=== TASK TO CARRY OUT ===
List every line in the items below that contains the string "rule". Letter case counts.

=== RECORDED DATA ===
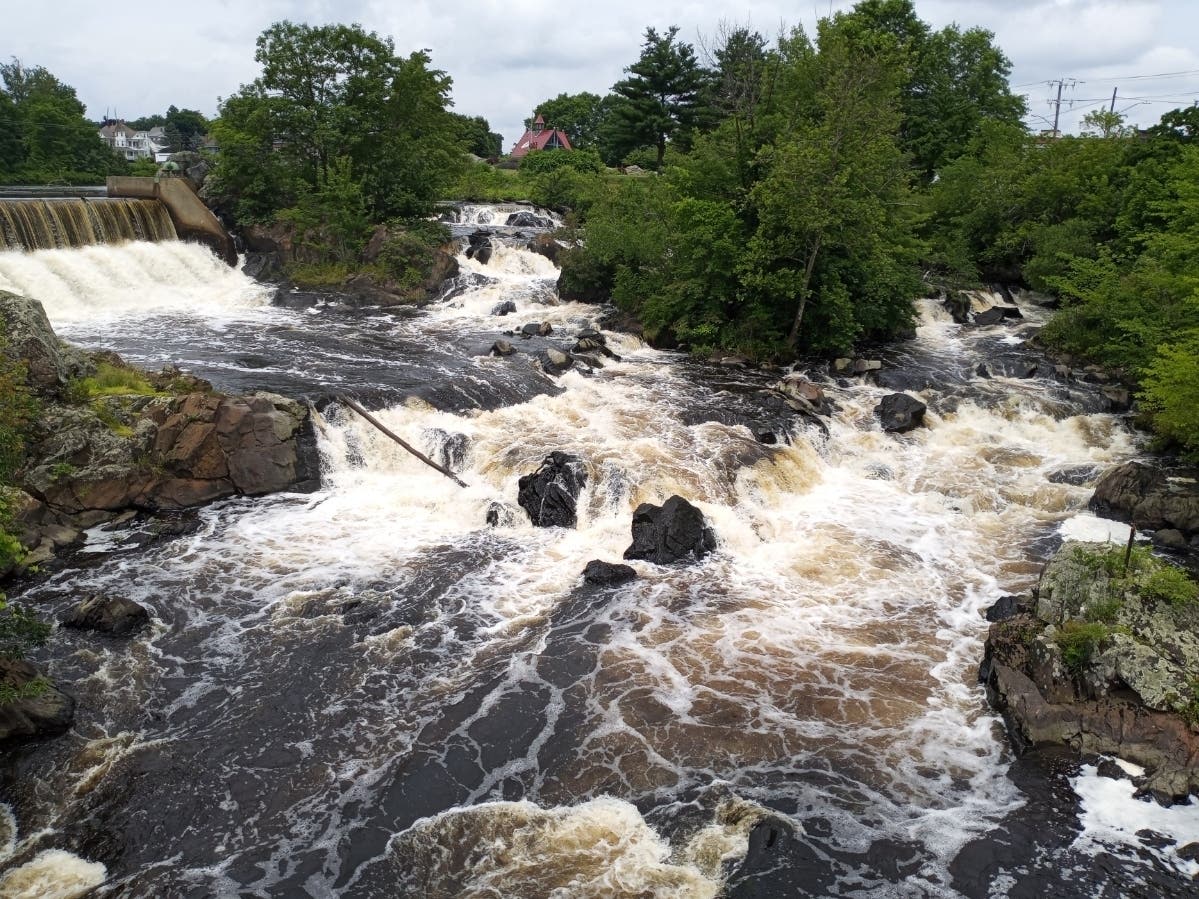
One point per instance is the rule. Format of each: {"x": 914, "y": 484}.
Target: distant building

---

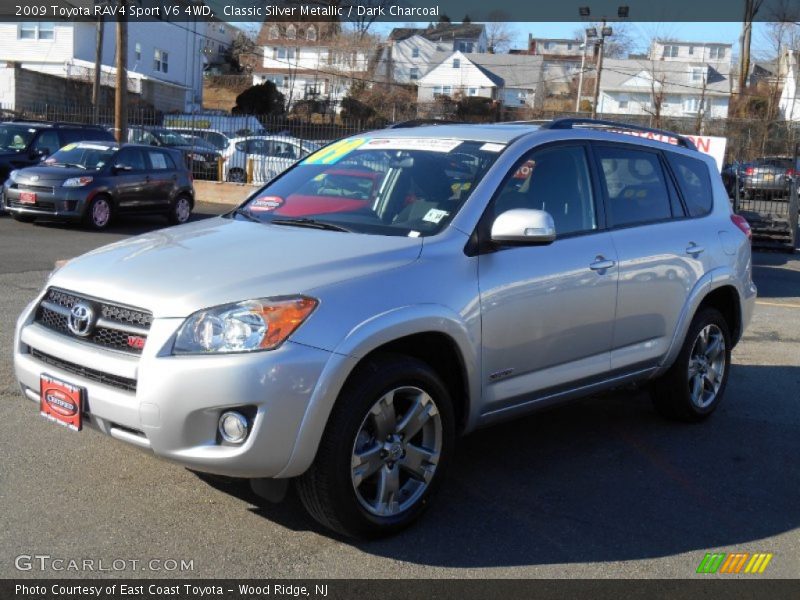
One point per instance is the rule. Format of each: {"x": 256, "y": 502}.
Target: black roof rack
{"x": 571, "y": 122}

* * *

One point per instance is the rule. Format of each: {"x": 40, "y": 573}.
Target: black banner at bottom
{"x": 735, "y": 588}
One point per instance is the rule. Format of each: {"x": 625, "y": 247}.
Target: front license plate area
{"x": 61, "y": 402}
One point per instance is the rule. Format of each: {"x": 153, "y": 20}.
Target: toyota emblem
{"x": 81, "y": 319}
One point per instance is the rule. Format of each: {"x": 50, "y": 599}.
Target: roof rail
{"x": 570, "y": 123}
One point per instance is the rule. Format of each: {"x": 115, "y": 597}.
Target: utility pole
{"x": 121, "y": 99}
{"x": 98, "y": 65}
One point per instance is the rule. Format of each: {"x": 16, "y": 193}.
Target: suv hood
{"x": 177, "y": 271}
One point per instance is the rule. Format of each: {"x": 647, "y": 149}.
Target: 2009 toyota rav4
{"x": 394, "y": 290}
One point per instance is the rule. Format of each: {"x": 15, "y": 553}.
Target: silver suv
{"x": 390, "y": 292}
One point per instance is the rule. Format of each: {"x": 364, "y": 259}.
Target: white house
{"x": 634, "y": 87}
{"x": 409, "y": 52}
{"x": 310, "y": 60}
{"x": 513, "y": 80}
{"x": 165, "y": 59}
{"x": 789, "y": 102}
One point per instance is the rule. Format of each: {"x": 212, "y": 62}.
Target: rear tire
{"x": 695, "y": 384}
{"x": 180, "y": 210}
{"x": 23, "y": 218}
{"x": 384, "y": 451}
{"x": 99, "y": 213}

=== SOLUTION TO THIS PROBLEM ===
One point per instance is the rule. Format of each: {"x": 914, "y": 484}.
One point per instance is the rule. Format of each: {"x": 256, "y": 502}.
One point per instance is the rule. Format of each: {"x": 40, "y": 573}.
One point per instance is the rule. Format of each: {"x": 625, "y": 247}.
One point per instance is the rule. Format of each: {"x": 153, "y": 20}.
One point per instance is the rule. Format of each: {"x": 50, "y": 599}.
One point per instance is the rule. Format of each: {"x": 115, "y": 597}.
One point per instance is the rule. Format of each: {"x": 16, "y": 193}.
One point per instance is the rule. Format of each: {"x": 647, "y": 149}.
One point per instance is the rule. Format of each: {"x": 15, "y": 553}.
One point per instance is the rule. Format of each: {"x": 364, "y": 259}.
One point per instance is the rule. Format of each: {"x": 212, "y": 62}.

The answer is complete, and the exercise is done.